> Work to complete
Pull every line that holds the word "yellow" from the entries.

= = = =

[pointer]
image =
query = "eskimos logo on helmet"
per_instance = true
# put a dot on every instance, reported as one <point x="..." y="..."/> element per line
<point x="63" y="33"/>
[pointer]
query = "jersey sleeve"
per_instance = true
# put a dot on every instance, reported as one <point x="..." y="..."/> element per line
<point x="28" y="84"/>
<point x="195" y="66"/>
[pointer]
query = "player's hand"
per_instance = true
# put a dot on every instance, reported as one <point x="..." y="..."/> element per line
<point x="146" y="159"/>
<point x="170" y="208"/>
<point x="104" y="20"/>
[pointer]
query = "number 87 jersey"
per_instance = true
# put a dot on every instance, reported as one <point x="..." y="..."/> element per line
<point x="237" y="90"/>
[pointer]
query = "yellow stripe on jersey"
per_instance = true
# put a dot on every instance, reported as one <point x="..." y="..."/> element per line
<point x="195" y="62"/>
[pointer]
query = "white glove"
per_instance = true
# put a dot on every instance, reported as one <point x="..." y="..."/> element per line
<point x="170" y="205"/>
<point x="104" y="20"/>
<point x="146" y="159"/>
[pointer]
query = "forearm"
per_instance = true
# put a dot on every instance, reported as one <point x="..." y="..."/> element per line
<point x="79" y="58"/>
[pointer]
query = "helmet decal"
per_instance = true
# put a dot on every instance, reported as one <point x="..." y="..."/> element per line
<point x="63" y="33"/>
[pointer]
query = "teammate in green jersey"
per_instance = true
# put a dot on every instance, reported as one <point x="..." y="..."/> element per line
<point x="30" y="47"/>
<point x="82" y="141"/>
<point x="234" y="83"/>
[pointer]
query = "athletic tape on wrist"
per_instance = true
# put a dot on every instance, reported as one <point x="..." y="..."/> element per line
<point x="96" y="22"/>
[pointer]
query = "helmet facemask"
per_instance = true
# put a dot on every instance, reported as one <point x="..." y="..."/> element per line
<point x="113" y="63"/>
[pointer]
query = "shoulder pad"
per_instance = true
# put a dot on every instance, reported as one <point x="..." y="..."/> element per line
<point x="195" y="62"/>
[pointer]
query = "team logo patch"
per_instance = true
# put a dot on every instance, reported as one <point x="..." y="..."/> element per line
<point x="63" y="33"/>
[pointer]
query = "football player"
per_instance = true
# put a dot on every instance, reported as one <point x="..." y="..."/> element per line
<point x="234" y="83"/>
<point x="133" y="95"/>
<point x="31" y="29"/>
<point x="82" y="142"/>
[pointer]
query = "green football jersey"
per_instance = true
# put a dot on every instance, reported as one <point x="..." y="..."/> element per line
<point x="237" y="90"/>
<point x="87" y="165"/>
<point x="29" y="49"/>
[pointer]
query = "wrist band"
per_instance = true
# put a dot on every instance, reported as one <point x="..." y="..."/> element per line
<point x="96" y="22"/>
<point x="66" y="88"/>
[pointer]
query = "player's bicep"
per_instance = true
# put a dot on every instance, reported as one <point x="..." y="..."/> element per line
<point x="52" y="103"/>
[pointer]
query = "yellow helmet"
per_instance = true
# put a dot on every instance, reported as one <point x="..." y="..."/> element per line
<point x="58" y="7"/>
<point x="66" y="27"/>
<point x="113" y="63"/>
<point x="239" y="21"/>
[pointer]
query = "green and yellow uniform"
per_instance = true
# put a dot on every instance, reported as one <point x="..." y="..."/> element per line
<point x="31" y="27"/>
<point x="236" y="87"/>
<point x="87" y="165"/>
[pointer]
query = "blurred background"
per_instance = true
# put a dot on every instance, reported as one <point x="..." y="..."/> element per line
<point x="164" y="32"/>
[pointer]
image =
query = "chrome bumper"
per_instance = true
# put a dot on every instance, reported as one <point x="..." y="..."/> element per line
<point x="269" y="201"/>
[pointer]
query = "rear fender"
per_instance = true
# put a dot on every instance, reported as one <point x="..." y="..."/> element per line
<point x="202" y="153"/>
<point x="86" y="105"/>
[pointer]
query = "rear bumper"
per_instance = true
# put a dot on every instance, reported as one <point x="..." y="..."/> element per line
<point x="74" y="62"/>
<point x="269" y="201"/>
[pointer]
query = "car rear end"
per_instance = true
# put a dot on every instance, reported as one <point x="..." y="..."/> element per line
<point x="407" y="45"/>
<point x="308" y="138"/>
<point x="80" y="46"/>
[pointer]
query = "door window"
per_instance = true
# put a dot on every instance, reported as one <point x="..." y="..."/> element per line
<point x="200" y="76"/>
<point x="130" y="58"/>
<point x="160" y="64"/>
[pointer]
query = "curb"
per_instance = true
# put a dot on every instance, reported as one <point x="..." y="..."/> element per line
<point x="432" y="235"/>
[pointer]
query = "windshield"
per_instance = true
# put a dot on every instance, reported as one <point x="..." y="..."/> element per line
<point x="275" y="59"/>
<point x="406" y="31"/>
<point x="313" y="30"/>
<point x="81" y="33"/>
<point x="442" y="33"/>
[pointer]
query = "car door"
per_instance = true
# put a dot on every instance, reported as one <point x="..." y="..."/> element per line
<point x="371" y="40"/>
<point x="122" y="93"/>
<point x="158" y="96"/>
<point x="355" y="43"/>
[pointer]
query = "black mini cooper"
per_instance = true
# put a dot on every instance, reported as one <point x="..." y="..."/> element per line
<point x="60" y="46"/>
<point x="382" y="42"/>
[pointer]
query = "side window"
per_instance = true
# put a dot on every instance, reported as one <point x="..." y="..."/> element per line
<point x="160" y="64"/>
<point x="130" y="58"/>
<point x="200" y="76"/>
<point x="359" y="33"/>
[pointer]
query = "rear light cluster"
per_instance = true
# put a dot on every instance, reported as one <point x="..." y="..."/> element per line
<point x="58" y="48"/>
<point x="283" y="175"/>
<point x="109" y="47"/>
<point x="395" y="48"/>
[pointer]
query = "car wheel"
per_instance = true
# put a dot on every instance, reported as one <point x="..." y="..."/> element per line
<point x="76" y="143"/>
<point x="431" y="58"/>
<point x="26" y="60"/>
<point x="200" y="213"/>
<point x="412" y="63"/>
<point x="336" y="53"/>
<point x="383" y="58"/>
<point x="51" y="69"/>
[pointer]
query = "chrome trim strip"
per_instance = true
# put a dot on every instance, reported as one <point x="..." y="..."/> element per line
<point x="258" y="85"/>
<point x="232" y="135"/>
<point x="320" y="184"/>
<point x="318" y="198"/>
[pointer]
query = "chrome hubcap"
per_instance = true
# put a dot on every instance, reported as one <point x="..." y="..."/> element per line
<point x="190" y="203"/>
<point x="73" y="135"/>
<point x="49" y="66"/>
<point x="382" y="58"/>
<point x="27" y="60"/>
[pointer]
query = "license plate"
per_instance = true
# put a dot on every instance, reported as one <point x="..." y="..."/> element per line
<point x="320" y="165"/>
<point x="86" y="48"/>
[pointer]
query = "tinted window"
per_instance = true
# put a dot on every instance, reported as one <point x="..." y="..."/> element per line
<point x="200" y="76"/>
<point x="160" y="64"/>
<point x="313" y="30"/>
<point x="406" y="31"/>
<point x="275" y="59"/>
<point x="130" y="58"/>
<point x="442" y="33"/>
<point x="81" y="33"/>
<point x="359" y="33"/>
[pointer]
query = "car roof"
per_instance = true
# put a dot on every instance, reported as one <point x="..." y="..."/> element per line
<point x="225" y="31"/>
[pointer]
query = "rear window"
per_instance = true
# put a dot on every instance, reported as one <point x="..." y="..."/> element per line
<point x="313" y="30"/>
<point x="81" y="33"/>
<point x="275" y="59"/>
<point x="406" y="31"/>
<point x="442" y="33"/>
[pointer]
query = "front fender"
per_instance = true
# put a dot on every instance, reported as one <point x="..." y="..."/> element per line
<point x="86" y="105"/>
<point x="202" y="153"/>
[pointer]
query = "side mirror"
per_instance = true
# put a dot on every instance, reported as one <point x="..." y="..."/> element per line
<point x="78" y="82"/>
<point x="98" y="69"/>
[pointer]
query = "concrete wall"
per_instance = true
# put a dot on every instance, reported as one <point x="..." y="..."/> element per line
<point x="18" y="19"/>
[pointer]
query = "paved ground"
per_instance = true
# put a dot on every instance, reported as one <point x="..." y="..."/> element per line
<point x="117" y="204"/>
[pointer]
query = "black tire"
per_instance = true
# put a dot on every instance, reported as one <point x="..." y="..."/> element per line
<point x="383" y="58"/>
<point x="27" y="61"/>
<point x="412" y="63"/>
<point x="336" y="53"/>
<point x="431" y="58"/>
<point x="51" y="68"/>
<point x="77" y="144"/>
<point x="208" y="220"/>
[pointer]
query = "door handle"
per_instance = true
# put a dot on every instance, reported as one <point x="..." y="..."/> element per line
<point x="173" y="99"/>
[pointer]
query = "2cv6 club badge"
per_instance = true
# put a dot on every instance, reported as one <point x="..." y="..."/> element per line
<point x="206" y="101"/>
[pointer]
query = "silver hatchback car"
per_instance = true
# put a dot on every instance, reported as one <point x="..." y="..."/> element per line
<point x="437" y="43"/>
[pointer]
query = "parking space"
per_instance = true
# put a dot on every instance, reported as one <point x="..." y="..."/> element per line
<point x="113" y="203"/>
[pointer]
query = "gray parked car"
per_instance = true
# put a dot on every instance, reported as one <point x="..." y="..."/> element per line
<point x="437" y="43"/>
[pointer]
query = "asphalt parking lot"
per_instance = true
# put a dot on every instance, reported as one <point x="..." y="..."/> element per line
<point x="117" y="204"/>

= = = =

> Answer section
query = "yellow stripe on jersey"
query = "yellow helmet"
query = "green and yellow uniform"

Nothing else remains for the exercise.